● Extract to read:
== Segment start ==

If you or someone you love have ever received hospital care, the chances are that you understand how overwhelming the costs of medical services can be. It is crucial to your financial well-being to understand your options regarding insurance coverages of hospital medical expenses. Many folks who have a Medicare Advantage plan will opt to purchase a low costing hospital indemnity plan to offset those costs.
Hospital Indemnity Plans
Hospital indemnity plans are a type of insurance policy that covers certain unpaid costs left by your essential healthcare. Depending on the indemnity plan you choose, the insurer pays a designated amount either per visit, per day, week, or month that you are in the hospital for medical care.
These plans are considered supplemental insurance coverage that can’t stand alone as your primary basic healthcare coverage. As indemnity plans aren’t counted as minimum essential coverage, they are intended to complement your essential coverage by aiding in costs left unpaid.
Why Hospital Indemnity Plans Are Important
Unfortunately, many people are currently struggling to pay back medical bills left unpaid by insurance companies. Medical debt causes undue stress on families, some of whom are forced to take money from retirement, college, or other long-term savings to pay back exorbitant hospital services fees.

== Segment end ==

● Stored data:

== Segment start ==

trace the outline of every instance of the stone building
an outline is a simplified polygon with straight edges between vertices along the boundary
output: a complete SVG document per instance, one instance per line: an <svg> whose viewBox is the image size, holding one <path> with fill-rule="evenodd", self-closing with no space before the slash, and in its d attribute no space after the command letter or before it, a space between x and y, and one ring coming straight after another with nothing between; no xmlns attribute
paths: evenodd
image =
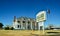
<svg viewBox="0 0 60 36"><path fill-rule="evenodd" d="M14 29L32 30L38 29L38 24L36 23L36 19L34 18L28 17L16 18L16 16L14 16L13 27Z"/></svg>

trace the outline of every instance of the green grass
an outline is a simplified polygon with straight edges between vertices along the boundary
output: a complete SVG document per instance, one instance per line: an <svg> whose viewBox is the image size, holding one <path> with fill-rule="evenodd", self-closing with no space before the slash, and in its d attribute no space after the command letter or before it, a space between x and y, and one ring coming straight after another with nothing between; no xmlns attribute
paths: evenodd
<svg viewBox="0 0 60 36"><path fill-rule="evenodd" d="M32 31L32 30L0 30L0 36L33 36L32 34L37 35L48 35L47 32L60 32L60 30L45 30L43 31Z"/></svg>

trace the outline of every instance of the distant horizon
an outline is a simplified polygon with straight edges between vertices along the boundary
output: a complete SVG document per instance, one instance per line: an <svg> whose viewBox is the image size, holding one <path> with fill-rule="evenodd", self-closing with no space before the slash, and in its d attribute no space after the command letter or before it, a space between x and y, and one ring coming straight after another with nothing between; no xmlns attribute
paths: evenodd
<svg viewBox="0 0 60 36"><path fill-rule="evenodd" d="M60 0L0 0L0 22L4 26L12 25L14 16L36 18L41 10L50 9L45 26L60 26Z"/></svg>

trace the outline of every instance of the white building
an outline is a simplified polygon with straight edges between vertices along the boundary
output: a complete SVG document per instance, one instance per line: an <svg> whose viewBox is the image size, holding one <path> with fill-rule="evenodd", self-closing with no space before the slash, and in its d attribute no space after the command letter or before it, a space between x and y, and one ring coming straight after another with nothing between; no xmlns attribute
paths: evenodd
<svg viewBox="0 0 60 36"><path fill-rule="evenodd" d="M13 21L14 29L38 29L38 24L36 23L36 19L28 18L28 17L19 17L16 18L14 16Z"/></svg>

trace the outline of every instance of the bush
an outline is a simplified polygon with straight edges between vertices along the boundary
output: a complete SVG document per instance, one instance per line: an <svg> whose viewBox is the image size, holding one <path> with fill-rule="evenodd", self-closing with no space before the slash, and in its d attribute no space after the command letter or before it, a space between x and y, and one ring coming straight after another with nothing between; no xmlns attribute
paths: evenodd
<svg viewBox="0 0 60 36"><path fill-rule="evenodd" d="M9 27L5 27L5 30L9 30Z"/></svg>

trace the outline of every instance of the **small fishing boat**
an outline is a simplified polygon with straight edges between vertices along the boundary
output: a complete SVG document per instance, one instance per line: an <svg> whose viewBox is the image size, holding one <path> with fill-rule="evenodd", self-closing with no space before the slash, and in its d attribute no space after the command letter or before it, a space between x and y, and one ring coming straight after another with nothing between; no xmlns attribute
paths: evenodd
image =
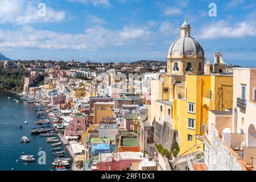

== Segment end ==

● Required tasks:
a. In the text on hospital indemnity plans, how does the insurer pay out under such a plan?
b. Carry on the text about hospital indemnity plans from the point where it stops.

● Task-by-task answers:
a. Depending on the plan chosen, the insurer pays a designated amount per visit, per day, week, or month spent in the hospital for medical care.

b.
Hospital stays are expensive, and costs quickly add up the longer and more intensive your care becomes. Many retirees will purchase a indemnity plan to cover the daily hospital co-pays that their Medicare Advantage plans leave them exposed to. Many Medicare Advantage plans have daily co-pays of $300 per day for up to a certain amount of days. If you happen to have an Advantage plan with a cost sharing expense of $300 per day for the first 5 days in the hospital, then your exposure is $1500 for that stay. Hospital indemnity plans allow you to put that financial exposure onto the insurance company. In essence you are buying dollars of coverage for pennies.
Other Benefits Of Hospital Indemnity Plans
Indemnity health insurance offers other benefits as well. Since the plan is an indemnity, it will pay in addition to any other coverage that you might have. Benefits are paid directly to the policyholder and not the hospital. In addition, many plans now offer optional riders that cover such expenses as ambulance services, skilled nursing, outpatient surgery, and even cancer benefits.
Depending on your medical situation, indemnity hospital plans can help you manage the maximum costs you may be responsible for after a hospital stay.